### Exercise aim
Find every line in the listing below that contains the word "windshield", matching case exactly, and copy each of those lines.

Start

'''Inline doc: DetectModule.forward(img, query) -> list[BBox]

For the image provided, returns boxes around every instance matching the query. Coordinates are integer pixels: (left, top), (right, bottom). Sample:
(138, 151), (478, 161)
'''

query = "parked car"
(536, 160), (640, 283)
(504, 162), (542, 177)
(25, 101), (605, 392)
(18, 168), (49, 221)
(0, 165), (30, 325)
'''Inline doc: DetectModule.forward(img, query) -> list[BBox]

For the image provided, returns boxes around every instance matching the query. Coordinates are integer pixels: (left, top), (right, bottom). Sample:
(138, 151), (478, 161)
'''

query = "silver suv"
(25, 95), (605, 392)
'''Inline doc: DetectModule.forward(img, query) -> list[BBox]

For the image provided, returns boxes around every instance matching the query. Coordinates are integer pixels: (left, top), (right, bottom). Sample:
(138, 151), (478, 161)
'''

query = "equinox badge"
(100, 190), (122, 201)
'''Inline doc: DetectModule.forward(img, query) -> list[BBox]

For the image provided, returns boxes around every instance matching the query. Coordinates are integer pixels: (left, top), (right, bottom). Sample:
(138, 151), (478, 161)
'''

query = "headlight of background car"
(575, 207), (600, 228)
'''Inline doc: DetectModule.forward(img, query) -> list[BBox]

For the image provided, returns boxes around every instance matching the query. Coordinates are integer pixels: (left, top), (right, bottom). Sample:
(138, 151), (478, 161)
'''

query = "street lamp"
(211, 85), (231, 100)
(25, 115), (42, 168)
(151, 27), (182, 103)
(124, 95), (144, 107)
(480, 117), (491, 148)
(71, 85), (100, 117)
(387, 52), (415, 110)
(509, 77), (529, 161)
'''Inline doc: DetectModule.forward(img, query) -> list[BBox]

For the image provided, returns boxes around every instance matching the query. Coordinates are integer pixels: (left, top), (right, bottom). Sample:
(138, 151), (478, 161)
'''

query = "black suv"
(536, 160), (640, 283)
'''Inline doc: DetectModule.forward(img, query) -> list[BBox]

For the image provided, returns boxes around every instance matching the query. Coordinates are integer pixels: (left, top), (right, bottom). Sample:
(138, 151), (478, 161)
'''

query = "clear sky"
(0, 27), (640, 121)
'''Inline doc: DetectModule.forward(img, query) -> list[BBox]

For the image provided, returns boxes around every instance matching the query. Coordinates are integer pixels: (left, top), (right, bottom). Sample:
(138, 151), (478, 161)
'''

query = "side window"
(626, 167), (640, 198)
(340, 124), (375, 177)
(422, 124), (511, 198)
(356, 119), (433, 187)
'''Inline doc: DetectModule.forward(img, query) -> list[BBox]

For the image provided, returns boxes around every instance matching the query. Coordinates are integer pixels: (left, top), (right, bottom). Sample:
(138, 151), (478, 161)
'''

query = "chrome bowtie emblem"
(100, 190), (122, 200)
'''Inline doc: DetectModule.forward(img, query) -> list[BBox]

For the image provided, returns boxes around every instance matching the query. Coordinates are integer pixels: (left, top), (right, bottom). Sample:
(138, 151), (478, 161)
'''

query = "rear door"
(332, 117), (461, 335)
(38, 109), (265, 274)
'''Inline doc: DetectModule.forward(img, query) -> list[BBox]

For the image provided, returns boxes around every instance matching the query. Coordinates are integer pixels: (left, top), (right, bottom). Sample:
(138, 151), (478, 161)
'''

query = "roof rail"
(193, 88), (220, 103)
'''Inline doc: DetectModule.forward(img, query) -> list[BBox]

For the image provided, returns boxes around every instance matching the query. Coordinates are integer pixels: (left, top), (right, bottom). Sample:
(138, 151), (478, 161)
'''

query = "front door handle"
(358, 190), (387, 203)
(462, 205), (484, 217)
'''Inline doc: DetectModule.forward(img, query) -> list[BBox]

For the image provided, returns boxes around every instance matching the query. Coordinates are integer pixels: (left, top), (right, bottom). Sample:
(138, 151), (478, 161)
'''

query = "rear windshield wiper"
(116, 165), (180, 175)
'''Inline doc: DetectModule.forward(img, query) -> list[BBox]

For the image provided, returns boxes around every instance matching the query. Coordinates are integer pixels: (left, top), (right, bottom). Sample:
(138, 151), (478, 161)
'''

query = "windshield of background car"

End

### Correct result
query = "rear windshield wiper"
query = "windshield of background car"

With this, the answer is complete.